Exercice: Reformulez sous forme de liste le paragraphe de l'extrait qui commence par « Cesare Battisti a été enlevé », en conservant ses faits principaux.

Extrait:
Nous persistons à défendre Cesare Battisti, contre les forces politiques qui, de la France au Brésil, de l’Italie à la Bolivie, ont fait de lui le jouet d’un antiterrorisme fantasmatique, de surenchères sécuritaires et d’un justicialisme qui confond la justice avec un populisme pénal nourrissant la vengeance infinie des Etats.
Cesare Battisti a été enlevé en janvier 2019 en Bolivie, dans des circonstances étrangères à toute forme de droit international et national. [1] La mise en scène télévisée de son atterrissage à l’aéroport de Ciampino, où il a été accueilli par le ministre de l’Intérieur d’extrême-droite Salvini et son soutien « 5 étoiles », déguisés en policiers, a choqué jusqu’au Conseil supérieur de la magistrature italienne. Depuis maintenant 40 ans, Cesare démontre qu’il a renoncé à toute activité clandestine et violente et on lui applique rétroactivement un régime antiterroriste qui lui interdit tout contact avec d’autres détenus et le maintient à l’isolement 24 h sur 24. Cela se passait dans la prison d’Oristano, dans des circonstances telles qu’il devait choisir entre prendre son repas de midi ou la « promenade » dans un espace restreint. C’est pourquoi, au début de la semaine dernière il avait entamé une grève de la faim.
En fin de semaine, il a été transféré en Calabre, dans la prison de Rossano où on le maintient toujours sous le régime dit AS2, réservé aux terroristes : il y sera en compagnie de 18 prisonniers d’Al Qaeda ! A cette heure, nous ignorons s’il poursuit sa grève de la faim.
Sa persécution par l’administration pénitentiaire fait l’objet de plusieurs plaintes. L’arbitraire exorbitant qu’il subit n’a strictement rien à voir avec une éventuelle dangerosité : on ne lui pardonne pas d’avoir essayé d’échapper à la vengeance d’Etat et c’est pour cela que nous persistons à le défendre.

Données fournies:
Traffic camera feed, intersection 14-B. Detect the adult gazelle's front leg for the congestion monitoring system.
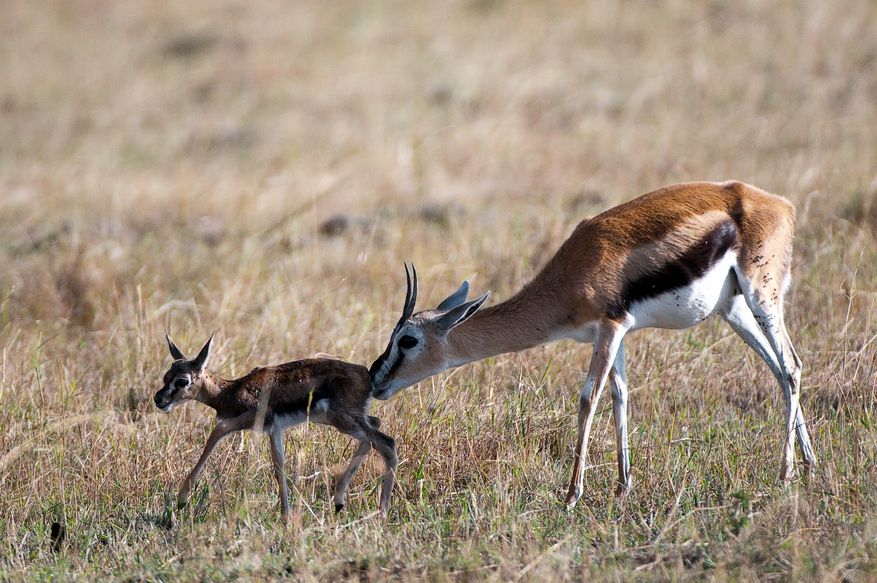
[566,321,628,510]
[177,412,255,508]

Résultat de l'exercice:
- Cesare Battisti a été enlevé en Bolivie en janvier 2019, dans des circonstances étrangères à toute forme de droit international et national.
- La mise en scène télévisée de son atterrissage à l'aéroport de Ciampino a choqué jusqu'au Conseil supérieur de la magistrature italienne. Il y était accueilli par le ministre de l'Intérieur d'extrême droite Salvini et son soutien « 5 étoiles », déguisés en policiers.
- Alors qu'il démontre depuis 40 ans avoir renoncé à toute activité clandestine et violente, on lui applique rétroactivement un régime antiterroriste. Ce régime lui interdit tout contact avec d'autres détenus et le maintient à l'isolement 24 h sur 24.
- À la prison d'Oristano, il devait choisir entre son repas de midi et la « promenade » dans un espace restreint.
- C'est pourquoi il avait entamé une grève de la faim au début de la semaine dernière.